▶ Dataset rows on where objects appear
++++++++
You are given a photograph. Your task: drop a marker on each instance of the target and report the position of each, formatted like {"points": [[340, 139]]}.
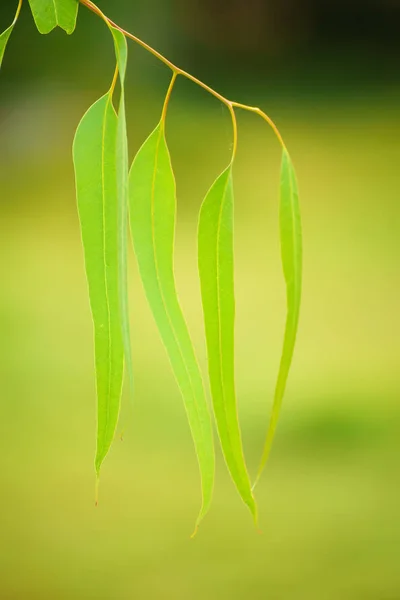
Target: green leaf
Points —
{"points": [[291, 250], [4, 37], [49, 14], [152, 219], [215, 256], [121, 51], [96, 185]]}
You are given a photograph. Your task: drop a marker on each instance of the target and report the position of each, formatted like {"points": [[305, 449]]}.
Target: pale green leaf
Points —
{"points": [[121, 51], [96, 185], [49, 14], [5, 36], [215, 256], [152, 218], [291, 250]]}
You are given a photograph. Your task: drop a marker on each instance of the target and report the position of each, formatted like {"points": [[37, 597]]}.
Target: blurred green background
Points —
{"points": [[328, 74]]}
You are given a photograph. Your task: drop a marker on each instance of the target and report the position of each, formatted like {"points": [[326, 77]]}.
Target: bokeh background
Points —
{"points": [[328, 74]]}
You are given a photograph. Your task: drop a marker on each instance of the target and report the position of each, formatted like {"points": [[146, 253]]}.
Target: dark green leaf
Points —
{"points": [[215, 254], [4, 37], [152, 218]]}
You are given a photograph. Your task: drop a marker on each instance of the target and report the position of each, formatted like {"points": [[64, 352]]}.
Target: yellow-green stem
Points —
{"points": [[178, 71]]}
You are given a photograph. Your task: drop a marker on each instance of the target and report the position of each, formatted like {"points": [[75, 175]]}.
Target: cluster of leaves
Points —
{"points": [[111, 199]]}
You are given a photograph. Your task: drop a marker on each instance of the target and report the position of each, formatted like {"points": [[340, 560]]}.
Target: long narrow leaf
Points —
{"points": [[96, 185], [152, 219], [5, 36], [291, 250], [215, 256], [49, 14], [121, 52]]}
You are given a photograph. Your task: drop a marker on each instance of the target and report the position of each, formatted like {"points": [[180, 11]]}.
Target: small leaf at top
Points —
{"points": [[152, 218], [215, 257], [96, 186], [49, 14], [4, 37], [291, 251]]}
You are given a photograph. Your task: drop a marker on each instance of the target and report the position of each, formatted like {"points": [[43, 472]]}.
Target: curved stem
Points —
{"points": [[18, 10], [235, 131], [168, 97], [178, 71]]}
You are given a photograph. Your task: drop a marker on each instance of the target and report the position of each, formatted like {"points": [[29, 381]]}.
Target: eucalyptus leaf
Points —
{"points": [[291, 251], [215, 258], [97, 197], [152, 219], [121, 52], [5, 36], [49, 14]]}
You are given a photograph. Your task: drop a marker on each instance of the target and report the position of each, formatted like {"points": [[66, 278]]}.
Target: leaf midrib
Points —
{"points": [[105, 268]]}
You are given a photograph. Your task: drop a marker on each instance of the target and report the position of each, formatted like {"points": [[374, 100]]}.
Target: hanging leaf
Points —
{"points": [[152, 219], [4, 37], [49, 14], [291, 250], [121, 51], [96, 185], [215, 255]]}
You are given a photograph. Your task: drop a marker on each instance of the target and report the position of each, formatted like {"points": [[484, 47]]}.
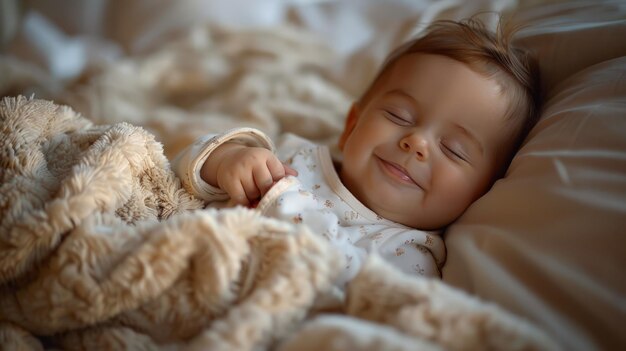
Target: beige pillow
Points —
{"points": [[548, 241]]}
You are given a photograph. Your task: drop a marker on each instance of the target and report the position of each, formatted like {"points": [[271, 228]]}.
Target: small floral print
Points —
{"points": [[429, 240], [297, 219], [376, 236]]}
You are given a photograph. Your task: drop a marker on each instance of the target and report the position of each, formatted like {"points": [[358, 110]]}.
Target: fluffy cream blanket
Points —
{"points": [[100, 247]]}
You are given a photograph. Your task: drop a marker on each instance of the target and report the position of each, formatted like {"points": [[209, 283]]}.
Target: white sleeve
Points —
{"points": [[413, 259], [188, 163]]}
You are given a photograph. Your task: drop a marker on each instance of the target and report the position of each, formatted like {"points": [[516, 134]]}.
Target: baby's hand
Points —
{"points": [[245, 173]]}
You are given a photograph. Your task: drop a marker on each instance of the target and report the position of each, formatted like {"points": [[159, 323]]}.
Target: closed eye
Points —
{"points": [[395, 118]]}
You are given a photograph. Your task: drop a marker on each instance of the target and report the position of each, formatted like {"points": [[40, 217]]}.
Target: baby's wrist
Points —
{"points": [[209, 169]]}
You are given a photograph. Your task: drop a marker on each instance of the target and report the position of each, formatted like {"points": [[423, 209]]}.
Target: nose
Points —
{"points": [[417, 144]]}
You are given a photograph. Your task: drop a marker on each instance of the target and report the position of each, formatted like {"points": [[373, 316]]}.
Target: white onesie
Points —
{"points": [[317, 198]]}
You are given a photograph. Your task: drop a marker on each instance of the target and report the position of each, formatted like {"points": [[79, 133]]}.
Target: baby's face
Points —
{"points": [[428, 141]]}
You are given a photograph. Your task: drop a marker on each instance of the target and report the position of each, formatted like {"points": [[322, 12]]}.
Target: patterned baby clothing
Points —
{"points": [[317, 198]]}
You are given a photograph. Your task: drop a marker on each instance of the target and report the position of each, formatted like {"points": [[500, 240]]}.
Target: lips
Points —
{"points": [[398, 172]]}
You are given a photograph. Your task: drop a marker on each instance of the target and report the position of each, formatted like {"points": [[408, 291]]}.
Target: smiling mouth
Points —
{"points": [[397, 172]]}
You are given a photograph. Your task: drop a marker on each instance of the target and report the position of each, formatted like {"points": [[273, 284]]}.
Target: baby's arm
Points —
{"points": [[246, 173], [188, 163]]}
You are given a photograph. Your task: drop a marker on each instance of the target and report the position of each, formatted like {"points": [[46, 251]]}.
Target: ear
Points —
{"points": [[353, 116]]}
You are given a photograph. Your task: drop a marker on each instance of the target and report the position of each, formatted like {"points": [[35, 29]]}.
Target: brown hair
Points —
{"points": [[488, 53]]}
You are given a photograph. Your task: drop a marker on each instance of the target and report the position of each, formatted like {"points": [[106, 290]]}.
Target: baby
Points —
{"points": [[435, 129]]}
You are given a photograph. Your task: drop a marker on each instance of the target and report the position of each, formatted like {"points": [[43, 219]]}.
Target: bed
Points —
{"points": [[101, 247]]}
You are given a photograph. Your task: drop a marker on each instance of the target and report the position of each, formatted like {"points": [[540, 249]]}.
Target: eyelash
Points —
{"points": [[396, 119], [454, 153]]}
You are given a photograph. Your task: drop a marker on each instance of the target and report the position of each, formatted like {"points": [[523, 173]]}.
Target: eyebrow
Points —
{"points": [[470, 136], [463, 130]]}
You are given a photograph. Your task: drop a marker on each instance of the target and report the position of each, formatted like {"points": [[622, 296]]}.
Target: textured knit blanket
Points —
{"points": [[101, 248]]}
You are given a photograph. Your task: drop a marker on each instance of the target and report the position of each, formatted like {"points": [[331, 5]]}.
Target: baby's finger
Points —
{"points": [[289, 170], [263, 179], [276, 169], [236, 192], [250, 188]]}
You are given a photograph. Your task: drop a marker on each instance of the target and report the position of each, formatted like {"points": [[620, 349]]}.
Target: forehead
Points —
{"points": [[441, 86]]}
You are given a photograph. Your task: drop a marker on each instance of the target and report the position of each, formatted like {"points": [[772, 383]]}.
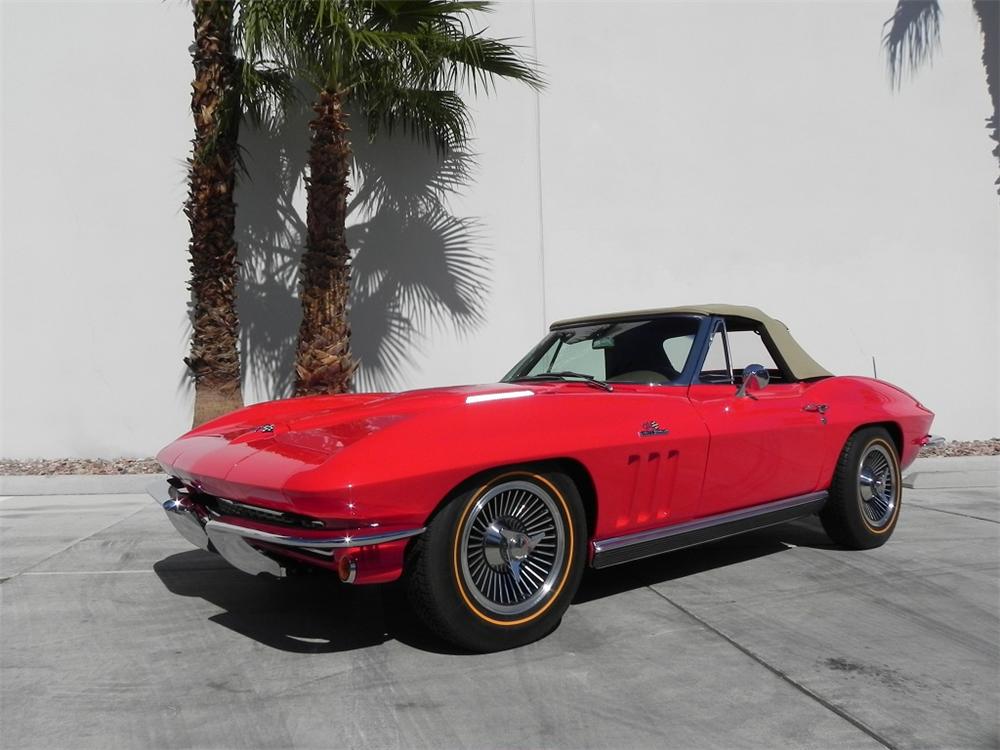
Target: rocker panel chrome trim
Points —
++++++++
▶ Short problem
How many lines in the rows above contain the string "small"? Give only the number.

▶ Final result
2